— What the task asks —
Reproduce the data below line for line without changing anything, but omit the pictures from your answer.

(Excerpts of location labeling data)
════════

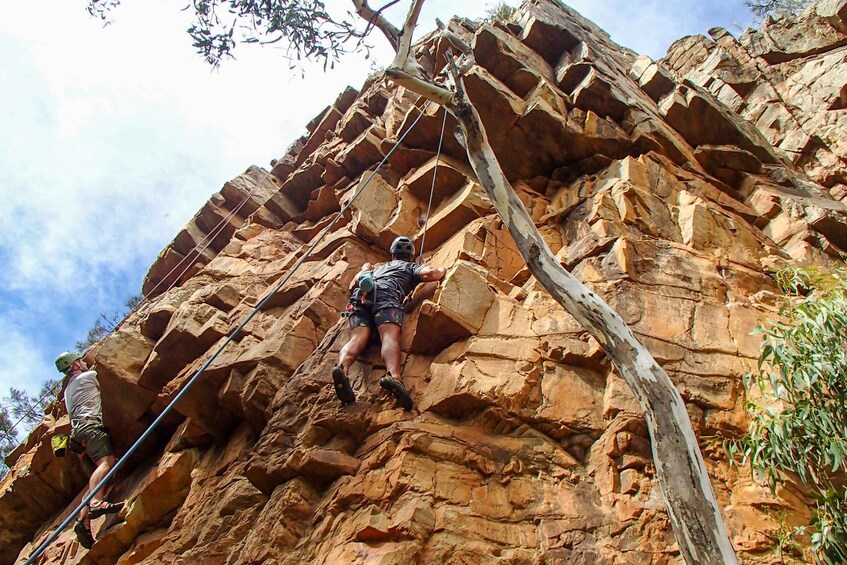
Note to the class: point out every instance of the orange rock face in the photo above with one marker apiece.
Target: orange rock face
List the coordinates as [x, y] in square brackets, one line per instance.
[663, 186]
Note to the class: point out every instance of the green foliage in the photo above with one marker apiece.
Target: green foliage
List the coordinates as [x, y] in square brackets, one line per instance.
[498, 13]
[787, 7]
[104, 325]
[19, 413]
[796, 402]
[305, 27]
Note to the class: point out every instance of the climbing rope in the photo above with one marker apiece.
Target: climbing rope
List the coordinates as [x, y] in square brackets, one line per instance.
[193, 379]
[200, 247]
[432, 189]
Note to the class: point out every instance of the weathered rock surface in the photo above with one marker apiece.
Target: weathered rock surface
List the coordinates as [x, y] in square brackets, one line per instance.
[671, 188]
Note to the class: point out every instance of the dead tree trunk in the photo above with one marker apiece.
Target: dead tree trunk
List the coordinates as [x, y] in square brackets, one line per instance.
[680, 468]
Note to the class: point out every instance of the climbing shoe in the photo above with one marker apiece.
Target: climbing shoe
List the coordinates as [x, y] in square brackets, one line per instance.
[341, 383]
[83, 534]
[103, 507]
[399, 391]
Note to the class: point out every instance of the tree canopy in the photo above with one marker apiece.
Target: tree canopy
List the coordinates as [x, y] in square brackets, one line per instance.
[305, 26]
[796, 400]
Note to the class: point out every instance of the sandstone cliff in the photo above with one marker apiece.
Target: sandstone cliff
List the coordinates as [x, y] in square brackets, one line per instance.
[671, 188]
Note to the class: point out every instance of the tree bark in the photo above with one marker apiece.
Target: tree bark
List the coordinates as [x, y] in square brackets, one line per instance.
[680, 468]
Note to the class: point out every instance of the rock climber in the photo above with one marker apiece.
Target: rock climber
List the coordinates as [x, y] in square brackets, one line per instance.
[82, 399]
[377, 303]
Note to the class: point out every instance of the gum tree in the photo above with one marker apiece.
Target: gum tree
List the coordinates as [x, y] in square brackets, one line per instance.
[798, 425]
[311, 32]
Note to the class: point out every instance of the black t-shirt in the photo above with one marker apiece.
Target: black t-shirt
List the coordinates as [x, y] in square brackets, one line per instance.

════════

— Answer below —
Note to the class: point out every instance of the orange rock face in the photo above with one marker apiece.
Target: orange rock face
List the coordinates as [x, y] in square brackets, one line per instance.
[663, 186]
Note to the class: point out every instance of the green foliage in the photo above with one marker apiece.
Target: green foliage
List the coordinates as [x, y] in square brackets, one line per instance.
[498, 13]
[787, 7]
[104, 325]
[19, 413]
[796, 402]
[305, 27]
Note to the class: point out every instance of the climbing rope in the photo above with one marker apiece.
Target: climbing rope
List the coordinates as [x, y] in square brackets, one line per instance.
[193, 379]
[200, 247]
[432, 189]
Note to the class: point out every instance of the weathered rock surface in the photo above with one marker apiece.
Target: weathered rock surface
List the coordinates as [x, y] in square brackets, one line per instance.
[671, 188]
Note to the class: point out every instance of the dead tree trunk in the photo above with one marker apiece.
Target: dead tree trunk
List the coordinates as [x, y] in square brackets, one line per instance.
[680, 468]
Note to the class: point out every instance of the climbing shoe in the photo above with one marker apiece.
Target: climbing shoe
List the coordinates as [x, y] in square brackets, one line per instance.
[341, 383]
[83, 534]
[103, 507]
[399, 391]
Note to the class: point out every instance of the tree canopy in the photo above with one marker apiece.
Target: tree canopy
List the coordinates as [x, y] in square brackets, one line per instance.
[305, 26]
[796, 400]
Note to the class: point out every instance of the sandstone cliff in the photo above with one marker apiece.
Target: sandstone cliff
List the coordinates as [x, y] in square brackets, one line per instance.
[671, 188]
Note to the class: point out every instance of the tree bark in the photo above with one marker apiece.
Target: tree bark
List the coordinates as [x, y] in square brackets, one line per instance.
[680, 468]
Note to the class: point out every instance of the rock climber in the photo above with one marker apiece.
Target: rock climber
List the coordinates as [x, y] in square brackets, one line per instance.
[82, 399]
[377, 303]
Note to the class: point out every instance of the gum tree in the photo above with one marker apiece.
Target: gum tree
List the coordinates as [x, y] in square brackets, one line per instance.
[798, 425]
[311, 32]
Note to the class: point out every instance of the black t-shirt in the photo above with one marker apiece.
Target: black t-shirt
List the coordinates as [x, y] in square brackets, one line per instance.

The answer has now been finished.